• **REQUIRED ACTION**
Would you repeat, exactly as given, the line with "Format: [562,112]" and every line after it to the end of the entries?

Stored data entries
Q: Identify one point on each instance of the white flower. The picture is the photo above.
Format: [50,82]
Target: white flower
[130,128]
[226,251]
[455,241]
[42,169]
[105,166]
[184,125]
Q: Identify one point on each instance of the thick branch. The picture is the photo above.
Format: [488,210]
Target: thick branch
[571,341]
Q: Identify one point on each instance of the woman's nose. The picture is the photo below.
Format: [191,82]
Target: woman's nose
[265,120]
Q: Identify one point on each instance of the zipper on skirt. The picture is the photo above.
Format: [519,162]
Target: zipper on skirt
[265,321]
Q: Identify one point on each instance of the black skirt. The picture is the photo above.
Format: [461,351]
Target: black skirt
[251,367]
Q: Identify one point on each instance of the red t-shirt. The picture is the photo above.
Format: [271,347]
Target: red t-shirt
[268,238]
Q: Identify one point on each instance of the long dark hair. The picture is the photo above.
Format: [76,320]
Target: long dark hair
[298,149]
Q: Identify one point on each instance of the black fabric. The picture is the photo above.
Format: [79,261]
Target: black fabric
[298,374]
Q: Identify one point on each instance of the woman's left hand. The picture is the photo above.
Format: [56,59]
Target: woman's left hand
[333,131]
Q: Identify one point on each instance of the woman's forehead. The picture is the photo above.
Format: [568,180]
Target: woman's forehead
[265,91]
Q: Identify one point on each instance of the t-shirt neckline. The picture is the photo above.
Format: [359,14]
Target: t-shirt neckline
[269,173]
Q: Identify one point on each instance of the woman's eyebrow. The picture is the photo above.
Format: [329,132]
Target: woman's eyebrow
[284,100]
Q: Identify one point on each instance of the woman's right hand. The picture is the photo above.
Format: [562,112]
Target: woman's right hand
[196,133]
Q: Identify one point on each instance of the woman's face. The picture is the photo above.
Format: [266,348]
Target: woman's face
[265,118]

• **ANSWER TO THIS PROBLEM**
Format: [562,112]
Target: woman's right hand
[196,133]
Q: Identify one point on each instance of the woman's face. The picture is the photo above.
Format: [266,348]
Target: woman's face
[265,118]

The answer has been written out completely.